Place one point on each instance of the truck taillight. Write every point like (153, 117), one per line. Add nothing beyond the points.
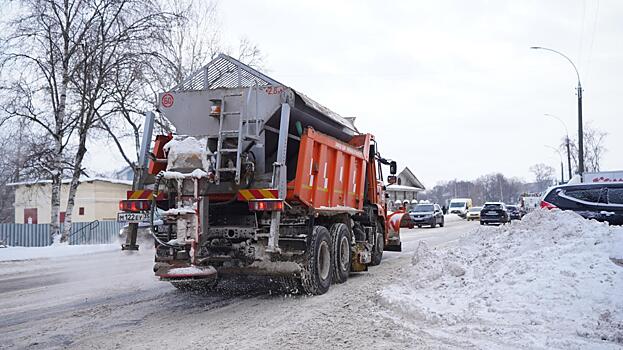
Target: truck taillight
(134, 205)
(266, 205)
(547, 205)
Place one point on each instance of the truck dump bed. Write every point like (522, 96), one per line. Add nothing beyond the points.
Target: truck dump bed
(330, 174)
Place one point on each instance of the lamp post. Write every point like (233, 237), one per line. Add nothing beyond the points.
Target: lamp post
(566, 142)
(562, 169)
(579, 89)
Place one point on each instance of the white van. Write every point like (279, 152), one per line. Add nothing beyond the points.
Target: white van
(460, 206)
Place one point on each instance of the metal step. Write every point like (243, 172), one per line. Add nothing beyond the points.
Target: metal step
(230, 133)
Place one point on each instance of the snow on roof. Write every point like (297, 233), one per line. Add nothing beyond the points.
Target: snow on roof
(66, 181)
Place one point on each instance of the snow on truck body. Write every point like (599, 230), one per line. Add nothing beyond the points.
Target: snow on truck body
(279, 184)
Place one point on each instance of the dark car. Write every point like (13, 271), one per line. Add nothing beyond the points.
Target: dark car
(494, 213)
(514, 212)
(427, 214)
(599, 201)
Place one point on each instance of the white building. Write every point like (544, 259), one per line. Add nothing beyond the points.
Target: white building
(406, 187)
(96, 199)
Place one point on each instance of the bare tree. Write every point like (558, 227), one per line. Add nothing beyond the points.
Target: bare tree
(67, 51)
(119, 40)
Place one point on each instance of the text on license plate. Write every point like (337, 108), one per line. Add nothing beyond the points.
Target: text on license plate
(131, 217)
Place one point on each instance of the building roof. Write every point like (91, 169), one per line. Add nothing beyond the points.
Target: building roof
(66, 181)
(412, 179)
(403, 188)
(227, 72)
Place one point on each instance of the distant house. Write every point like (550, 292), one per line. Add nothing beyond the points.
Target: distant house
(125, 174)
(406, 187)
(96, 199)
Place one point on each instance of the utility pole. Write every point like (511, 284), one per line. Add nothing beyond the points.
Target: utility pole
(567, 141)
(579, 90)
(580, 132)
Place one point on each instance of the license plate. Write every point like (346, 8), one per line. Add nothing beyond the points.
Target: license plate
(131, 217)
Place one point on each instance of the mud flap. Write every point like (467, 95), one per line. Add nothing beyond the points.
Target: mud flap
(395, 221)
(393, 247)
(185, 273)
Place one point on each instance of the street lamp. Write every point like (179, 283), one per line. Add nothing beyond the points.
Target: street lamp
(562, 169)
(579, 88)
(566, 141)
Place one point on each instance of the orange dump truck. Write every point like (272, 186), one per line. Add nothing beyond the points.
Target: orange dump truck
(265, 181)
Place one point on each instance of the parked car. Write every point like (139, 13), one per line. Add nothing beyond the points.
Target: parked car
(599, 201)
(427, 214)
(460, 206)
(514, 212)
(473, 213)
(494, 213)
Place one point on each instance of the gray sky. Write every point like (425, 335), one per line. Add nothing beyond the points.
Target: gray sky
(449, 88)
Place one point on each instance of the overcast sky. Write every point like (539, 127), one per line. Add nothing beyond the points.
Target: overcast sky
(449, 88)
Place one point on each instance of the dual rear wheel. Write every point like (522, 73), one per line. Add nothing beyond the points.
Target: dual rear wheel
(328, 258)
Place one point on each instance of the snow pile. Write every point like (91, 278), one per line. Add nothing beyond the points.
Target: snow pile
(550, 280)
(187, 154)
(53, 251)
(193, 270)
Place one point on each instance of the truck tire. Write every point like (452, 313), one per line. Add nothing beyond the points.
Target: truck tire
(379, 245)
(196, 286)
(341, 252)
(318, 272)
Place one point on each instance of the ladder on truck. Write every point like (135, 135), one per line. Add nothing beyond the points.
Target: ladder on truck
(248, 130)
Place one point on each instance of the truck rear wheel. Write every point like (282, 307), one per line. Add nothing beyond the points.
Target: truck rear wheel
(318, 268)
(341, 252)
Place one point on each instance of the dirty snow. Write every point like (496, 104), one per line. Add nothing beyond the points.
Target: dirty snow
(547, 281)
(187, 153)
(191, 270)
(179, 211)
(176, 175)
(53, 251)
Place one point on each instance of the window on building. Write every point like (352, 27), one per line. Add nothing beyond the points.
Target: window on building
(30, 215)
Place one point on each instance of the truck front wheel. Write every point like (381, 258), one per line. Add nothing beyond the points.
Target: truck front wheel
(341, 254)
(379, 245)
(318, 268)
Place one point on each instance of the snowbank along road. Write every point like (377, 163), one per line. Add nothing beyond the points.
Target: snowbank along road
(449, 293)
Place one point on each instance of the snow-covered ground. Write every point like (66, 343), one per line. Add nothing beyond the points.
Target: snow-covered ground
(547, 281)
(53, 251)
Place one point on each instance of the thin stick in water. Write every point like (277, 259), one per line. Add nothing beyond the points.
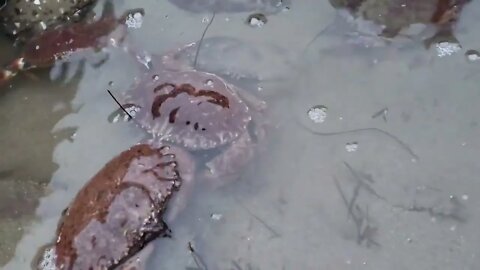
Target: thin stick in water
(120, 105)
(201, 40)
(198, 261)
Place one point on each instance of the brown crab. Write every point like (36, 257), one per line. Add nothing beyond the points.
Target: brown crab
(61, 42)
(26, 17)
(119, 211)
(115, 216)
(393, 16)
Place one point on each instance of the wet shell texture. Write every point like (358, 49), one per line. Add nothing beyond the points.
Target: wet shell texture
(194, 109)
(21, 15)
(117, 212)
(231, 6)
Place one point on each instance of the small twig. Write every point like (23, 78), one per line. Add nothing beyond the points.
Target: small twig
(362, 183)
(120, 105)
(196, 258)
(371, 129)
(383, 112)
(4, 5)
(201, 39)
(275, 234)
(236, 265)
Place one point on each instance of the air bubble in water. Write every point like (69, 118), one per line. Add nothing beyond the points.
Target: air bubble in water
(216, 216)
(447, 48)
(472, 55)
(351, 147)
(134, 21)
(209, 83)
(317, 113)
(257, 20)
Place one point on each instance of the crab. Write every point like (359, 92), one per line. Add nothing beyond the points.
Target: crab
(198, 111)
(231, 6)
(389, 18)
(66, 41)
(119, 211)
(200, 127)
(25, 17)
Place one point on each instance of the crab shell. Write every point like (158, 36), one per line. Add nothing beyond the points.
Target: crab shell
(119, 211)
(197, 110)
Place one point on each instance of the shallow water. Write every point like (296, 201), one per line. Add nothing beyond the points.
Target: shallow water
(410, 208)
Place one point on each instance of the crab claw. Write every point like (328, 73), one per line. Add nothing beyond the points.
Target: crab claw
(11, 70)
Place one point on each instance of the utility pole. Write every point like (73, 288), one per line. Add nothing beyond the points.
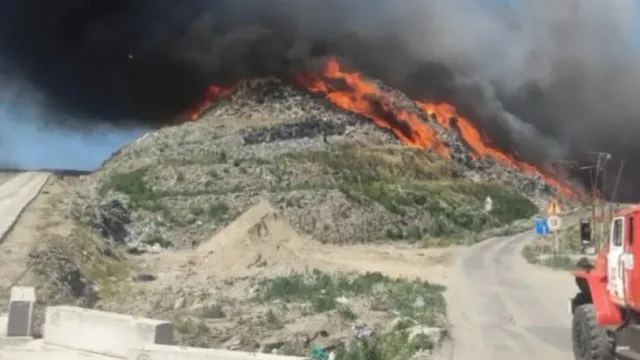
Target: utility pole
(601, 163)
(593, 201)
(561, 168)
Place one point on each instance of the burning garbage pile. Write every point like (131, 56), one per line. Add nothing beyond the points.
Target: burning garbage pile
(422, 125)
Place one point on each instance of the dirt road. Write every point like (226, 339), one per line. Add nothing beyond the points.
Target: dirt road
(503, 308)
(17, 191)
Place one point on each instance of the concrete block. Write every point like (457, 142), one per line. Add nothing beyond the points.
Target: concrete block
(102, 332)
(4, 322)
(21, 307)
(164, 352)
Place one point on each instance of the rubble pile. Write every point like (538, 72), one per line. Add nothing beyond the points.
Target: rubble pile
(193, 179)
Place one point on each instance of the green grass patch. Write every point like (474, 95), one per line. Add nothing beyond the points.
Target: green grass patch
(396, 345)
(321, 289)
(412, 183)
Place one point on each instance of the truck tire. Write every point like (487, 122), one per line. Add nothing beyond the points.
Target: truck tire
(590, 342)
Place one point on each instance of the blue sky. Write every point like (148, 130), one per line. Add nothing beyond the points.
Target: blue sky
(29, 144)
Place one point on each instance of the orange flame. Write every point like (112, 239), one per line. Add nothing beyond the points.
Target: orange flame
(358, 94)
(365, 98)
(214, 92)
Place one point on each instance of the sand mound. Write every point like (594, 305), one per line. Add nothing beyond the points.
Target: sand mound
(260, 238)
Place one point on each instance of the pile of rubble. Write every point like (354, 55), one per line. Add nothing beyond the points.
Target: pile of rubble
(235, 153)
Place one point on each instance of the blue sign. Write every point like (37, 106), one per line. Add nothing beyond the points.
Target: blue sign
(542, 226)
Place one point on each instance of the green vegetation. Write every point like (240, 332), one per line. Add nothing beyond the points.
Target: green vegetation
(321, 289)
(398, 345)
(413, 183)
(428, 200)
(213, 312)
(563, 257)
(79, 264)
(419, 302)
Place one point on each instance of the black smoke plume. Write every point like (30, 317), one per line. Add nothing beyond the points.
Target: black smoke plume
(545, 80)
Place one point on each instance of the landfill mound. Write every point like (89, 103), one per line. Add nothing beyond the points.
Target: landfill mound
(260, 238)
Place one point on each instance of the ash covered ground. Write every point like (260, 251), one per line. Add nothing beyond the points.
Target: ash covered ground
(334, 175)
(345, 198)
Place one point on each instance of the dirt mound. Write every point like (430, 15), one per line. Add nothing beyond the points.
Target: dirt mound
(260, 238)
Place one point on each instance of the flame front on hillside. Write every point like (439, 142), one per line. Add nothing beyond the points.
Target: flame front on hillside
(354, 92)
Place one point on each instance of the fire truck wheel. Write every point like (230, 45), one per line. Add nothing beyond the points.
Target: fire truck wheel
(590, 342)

▶ TASK ITEM
Would you copy, unchanged, the stretch of the records above that begins at the line containing "Target: blue sign" and ends at the line containing "Place one point on each instance of the landfill", and only that?

▶ PROBLEM SOLUTION
Target: blue sign
(542, 226)
Place one point on each instance of the green vegetation. Write every point like (240, 332), one per line. Add nothing beyond the points.
Target: green vegetation
(321, 289)
(398, 345)
(413, 183)
(428, 200)
(213, 312)
(563, 257)
(79, 264)
(419, 302)
Place one point on each instance of the black smoke plume. Write every point like (30, 317), one per line. Add nothing beyond the points.
Target: black smoke plume
(545, 80)
Place one point on each instance of the landfill mound. Write every point like (89, 103), one per line. Add nothing beyond the points.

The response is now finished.